-- Start --

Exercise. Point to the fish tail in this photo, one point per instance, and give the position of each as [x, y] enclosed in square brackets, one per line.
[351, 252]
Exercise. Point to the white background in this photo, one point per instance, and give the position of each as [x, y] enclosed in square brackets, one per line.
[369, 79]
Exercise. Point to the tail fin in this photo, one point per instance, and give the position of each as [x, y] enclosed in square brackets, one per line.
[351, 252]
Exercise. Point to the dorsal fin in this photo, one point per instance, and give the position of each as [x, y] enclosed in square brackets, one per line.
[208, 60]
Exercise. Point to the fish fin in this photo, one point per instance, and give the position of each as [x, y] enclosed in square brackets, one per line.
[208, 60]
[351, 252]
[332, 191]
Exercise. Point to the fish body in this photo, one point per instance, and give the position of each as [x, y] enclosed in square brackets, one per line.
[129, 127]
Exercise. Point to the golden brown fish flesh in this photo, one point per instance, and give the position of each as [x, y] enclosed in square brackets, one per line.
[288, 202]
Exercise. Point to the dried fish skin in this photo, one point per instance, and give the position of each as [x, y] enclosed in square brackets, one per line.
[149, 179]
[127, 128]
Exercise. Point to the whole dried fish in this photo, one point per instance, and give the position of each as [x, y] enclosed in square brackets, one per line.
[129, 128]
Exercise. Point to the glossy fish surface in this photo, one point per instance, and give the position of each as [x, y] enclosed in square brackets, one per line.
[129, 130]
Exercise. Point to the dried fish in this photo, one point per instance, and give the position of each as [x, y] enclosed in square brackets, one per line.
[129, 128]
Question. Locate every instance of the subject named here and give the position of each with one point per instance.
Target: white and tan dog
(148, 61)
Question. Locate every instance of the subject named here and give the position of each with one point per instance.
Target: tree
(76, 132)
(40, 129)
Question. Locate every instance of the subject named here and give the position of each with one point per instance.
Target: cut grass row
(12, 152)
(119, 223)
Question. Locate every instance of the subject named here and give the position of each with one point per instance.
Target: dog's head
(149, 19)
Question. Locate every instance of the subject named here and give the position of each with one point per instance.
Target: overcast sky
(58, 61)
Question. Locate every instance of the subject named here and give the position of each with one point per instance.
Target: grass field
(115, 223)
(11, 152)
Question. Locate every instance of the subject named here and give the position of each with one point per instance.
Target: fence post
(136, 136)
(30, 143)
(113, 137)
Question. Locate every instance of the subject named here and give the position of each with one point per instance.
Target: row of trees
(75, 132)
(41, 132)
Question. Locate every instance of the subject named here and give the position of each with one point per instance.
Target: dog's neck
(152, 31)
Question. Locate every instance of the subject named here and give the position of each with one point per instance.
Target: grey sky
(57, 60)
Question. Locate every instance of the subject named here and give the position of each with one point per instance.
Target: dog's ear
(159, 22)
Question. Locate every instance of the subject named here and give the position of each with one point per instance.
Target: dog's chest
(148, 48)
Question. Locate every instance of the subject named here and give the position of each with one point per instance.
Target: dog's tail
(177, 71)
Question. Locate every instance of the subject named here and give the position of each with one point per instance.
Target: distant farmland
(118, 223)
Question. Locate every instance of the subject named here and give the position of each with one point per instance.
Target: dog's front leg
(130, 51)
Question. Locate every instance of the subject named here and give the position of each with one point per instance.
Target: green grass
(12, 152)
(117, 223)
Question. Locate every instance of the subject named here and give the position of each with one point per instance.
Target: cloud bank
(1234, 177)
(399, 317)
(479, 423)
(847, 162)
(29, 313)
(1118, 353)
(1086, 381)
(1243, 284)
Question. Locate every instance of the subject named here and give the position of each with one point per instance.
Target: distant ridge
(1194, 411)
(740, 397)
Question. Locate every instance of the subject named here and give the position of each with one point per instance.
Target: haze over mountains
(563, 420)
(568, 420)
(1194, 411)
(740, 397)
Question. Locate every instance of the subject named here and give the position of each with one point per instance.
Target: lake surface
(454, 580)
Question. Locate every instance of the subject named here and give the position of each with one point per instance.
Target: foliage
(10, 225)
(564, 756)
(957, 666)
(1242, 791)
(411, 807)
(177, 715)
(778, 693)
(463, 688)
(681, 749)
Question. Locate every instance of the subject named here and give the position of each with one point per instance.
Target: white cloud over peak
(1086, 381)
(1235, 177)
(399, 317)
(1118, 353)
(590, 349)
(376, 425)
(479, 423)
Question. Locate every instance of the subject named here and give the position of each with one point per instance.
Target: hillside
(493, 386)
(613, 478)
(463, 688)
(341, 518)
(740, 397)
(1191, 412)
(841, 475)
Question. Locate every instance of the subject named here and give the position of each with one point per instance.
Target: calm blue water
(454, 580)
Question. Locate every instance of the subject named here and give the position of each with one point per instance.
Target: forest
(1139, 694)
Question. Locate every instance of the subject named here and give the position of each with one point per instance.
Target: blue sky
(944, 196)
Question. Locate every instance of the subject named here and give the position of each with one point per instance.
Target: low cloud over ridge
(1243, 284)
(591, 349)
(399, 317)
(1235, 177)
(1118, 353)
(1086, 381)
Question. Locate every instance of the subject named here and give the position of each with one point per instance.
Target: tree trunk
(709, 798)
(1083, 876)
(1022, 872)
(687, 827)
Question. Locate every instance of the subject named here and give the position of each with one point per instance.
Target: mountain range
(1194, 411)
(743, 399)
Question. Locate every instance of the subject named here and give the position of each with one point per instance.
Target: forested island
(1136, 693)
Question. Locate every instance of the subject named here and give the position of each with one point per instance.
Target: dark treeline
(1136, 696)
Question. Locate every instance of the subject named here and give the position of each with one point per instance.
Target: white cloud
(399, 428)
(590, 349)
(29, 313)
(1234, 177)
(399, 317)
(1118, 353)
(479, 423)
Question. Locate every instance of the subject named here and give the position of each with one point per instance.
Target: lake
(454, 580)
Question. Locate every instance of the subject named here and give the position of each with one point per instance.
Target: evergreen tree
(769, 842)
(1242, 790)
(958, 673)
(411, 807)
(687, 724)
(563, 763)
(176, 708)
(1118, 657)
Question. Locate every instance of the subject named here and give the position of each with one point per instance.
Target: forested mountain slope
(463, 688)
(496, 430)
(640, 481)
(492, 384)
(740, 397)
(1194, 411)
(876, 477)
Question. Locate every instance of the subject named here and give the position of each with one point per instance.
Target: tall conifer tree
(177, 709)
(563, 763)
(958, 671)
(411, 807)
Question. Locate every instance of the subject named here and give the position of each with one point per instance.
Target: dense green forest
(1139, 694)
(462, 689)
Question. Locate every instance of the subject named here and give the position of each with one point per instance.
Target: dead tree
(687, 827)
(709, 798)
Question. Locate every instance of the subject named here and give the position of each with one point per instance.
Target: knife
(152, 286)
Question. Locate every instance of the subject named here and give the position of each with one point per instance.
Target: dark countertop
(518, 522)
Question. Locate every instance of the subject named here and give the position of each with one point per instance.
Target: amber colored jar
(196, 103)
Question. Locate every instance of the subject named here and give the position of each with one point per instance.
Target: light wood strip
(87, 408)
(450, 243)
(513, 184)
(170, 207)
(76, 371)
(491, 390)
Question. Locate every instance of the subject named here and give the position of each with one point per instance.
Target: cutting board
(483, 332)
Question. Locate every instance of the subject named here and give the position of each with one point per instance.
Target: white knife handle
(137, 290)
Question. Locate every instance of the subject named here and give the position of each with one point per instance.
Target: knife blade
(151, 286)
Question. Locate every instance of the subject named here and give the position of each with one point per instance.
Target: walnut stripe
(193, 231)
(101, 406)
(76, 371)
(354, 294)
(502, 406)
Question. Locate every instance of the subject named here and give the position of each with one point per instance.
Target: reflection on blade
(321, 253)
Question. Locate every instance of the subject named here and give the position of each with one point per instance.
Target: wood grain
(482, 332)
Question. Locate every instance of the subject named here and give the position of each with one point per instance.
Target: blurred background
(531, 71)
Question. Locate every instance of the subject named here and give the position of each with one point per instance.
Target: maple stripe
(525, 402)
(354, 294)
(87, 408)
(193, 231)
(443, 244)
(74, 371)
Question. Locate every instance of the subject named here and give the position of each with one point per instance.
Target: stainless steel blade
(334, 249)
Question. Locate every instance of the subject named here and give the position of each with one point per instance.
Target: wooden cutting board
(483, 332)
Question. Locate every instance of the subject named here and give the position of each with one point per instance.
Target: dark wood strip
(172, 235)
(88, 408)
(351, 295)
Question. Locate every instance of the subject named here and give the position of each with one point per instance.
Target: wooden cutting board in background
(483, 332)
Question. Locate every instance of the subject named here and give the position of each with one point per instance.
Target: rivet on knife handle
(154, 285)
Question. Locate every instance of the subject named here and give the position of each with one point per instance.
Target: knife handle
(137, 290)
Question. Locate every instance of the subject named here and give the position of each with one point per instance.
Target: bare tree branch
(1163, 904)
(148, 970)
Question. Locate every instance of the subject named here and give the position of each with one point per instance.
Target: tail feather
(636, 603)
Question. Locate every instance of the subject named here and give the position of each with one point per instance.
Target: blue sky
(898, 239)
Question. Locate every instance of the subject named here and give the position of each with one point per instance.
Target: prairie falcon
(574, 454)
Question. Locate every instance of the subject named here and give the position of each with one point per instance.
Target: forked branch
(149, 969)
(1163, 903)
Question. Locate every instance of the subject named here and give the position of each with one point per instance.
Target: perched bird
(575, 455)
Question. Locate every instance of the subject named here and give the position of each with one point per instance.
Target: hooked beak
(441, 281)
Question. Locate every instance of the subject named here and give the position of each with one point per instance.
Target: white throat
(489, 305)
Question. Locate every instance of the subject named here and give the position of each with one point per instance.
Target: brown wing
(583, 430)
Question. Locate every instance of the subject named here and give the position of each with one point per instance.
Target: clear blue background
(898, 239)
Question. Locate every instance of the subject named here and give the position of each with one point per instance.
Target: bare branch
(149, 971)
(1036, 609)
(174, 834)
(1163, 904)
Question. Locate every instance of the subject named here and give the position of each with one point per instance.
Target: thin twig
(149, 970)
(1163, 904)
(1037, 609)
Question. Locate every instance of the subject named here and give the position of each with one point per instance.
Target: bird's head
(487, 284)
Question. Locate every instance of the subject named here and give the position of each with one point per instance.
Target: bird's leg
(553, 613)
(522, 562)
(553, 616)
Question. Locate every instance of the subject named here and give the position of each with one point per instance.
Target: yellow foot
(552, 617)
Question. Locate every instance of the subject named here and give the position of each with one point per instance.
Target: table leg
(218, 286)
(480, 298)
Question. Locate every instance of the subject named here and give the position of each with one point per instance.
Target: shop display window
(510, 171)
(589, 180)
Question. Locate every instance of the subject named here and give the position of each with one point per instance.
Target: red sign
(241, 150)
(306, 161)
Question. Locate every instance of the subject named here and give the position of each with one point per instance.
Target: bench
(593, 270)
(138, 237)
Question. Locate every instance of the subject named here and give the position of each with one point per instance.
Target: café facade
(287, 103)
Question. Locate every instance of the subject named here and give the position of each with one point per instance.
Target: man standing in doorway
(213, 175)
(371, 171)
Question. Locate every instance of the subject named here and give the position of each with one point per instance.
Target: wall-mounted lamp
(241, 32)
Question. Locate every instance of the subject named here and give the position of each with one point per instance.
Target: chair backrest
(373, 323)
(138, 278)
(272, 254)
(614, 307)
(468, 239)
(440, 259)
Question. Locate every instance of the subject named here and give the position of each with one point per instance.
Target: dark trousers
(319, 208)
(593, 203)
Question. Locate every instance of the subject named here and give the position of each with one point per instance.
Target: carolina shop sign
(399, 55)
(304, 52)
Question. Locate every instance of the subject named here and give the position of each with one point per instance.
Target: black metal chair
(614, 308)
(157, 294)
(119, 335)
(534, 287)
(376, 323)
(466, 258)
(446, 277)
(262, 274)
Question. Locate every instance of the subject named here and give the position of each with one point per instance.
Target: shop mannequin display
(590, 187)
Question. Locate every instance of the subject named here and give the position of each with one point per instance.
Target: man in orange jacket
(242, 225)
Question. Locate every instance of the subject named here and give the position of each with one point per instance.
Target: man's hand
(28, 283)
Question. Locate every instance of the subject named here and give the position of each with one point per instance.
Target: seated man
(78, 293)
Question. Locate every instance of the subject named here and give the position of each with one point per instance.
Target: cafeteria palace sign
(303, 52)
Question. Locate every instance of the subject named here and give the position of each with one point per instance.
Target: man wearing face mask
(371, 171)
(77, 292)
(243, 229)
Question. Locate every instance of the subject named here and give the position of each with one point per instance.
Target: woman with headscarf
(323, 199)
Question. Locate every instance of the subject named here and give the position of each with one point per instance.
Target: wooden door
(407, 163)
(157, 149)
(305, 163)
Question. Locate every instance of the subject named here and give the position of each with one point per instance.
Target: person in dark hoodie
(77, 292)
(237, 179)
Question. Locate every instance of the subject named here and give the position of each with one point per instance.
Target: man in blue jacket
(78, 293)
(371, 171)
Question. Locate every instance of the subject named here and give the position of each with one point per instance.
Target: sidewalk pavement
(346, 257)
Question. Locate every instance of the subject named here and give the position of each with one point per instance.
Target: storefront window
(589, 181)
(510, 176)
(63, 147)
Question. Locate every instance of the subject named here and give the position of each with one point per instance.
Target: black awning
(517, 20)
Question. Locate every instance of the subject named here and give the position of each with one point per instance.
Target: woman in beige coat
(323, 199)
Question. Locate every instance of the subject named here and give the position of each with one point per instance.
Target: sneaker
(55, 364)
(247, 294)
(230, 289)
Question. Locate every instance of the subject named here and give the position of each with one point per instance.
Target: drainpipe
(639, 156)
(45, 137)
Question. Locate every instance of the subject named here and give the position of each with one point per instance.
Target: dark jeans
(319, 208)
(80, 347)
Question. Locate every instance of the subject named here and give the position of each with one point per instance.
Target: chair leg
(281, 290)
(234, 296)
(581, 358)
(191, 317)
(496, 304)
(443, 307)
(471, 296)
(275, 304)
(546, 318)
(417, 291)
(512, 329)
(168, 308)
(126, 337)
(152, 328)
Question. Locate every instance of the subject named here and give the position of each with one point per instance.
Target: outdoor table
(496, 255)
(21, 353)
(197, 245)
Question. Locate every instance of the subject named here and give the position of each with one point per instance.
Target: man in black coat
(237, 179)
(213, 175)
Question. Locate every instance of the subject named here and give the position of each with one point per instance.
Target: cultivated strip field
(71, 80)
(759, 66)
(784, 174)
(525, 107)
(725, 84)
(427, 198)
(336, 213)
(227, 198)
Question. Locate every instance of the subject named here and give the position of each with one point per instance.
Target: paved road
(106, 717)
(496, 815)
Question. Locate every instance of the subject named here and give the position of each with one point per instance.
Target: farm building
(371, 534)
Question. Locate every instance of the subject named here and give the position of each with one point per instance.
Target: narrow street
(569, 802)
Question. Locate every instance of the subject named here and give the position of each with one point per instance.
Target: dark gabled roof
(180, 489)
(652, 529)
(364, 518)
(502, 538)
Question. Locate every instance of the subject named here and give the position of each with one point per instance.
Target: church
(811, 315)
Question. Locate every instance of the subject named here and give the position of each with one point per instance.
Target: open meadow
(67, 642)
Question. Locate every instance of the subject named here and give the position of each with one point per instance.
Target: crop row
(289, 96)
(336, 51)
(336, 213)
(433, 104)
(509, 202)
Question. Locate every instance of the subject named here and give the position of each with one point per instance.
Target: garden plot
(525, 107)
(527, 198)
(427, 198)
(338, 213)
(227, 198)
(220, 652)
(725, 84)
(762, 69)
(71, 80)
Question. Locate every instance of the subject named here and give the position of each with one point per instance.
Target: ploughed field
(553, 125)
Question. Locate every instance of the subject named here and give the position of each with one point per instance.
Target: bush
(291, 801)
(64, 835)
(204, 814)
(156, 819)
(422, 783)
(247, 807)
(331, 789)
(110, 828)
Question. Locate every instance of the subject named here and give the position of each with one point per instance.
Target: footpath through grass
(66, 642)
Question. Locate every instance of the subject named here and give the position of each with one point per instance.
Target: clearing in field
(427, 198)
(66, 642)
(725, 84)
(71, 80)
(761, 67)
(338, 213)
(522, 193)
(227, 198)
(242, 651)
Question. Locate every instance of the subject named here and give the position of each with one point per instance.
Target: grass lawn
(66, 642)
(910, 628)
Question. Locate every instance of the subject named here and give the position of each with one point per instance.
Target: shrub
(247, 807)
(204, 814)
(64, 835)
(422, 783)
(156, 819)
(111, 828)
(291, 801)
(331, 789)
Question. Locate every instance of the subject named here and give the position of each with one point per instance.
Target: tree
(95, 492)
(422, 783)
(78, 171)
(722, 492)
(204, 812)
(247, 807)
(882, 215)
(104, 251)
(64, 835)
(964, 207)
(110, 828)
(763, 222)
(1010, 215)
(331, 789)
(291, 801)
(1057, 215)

-- End --

▸ What needs to be done
Pull out every line of the records above that contains the word "wooden", and copy each one in full.

▸ Result of the task
Target: wooden cutting board
Target: wooden cutting board in background
Target: wooden door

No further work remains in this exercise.